Après l'ingestion, l'arsenic inorganique se retrouve rapidement dans la circulation sanguine, où il se fixe principalement à l'hémoglobine (Axelson, 1980). Dans les 24 heures qui suivent, il se retrouve principalement dans le foie, les reins, les poumons, la rate et la peau (Wickström, 1972). Il s'accumule surtout dans la peau, les os et les muscles. L'accumulation d'arsenic dans la peau est probablement liée à l'abondance des protéines renfermant des groupes sulfhydryles, avec lesquels l'arsenic réagit facilement (Fowler et coll., 1979). Chez les êtres humains, l'arsenic inorganique ne semble pas traverser la barrière hémato-encéphalique. On signale toutefois qu'il y a transfert transplacentaire chez les humains (Gibson et Gage, 1982) et la souris (Hood et coll., 1987).

### Consigne
Poursuivez le texte sur le devenir de l'arsenic inorganique dans l'organisme, en reprenant juste après sa dernière phrase.

Données collectées
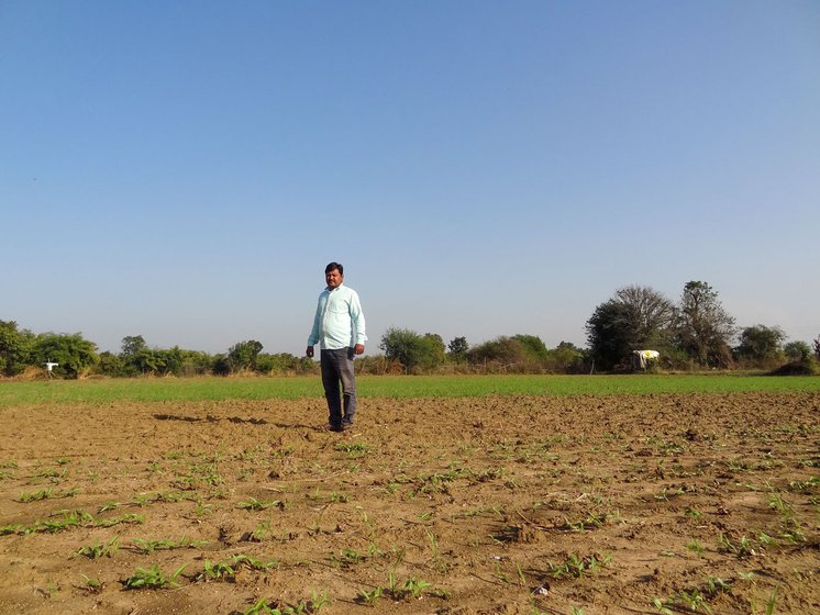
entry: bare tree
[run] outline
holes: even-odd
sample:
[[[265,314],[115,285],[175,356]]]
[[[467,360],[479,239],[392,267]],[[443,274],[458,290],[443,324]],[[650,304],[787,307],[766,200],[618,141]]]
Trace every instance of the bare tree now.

### Réponse finale
On a avancé des explications concernant les voies de conversion d'une forme d'arsenic en une autre (NRC des États-Unis, 2001). On croit que la méthylation de l'arsenic inorganique se produit après réduction de l'arsenic pentavalent en arsenic trivalent et que la méthylation de cette forme trivalente de l'arsenic découle ensuite de l'addition oxydante d'un groupe méthyle provenant de la S-adénosylméthionine par méthyltransférase. La réduction séquentielle et la méthylation des composés de l'arsenic produisent de l'acide monométhylarsonique (AMMAV) et de l'acide diméthylarsinique (ADMAV) pentavalents, ainsi que de l'acide monométhylarsineux (AMMAIII) et de l'acide diméthylarsineux (ADMAIII) trivalents (NRC des États-Unis, 2001).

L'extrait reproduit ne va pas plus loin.